▸ Problem description:
Send back the entries below exactly as they appear.
>> START
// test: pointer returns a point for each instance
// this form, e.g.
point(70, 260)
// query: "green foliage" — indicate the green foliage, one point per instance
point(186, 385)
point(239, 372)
>> END
▸ Exercise output:
// test: pointer returns a point for each instance
// this form, e.g.
point(70, 260)
// query: "green foliage" — indicate the green foliage, one point per instance
point(186, 385)
point(239, 372)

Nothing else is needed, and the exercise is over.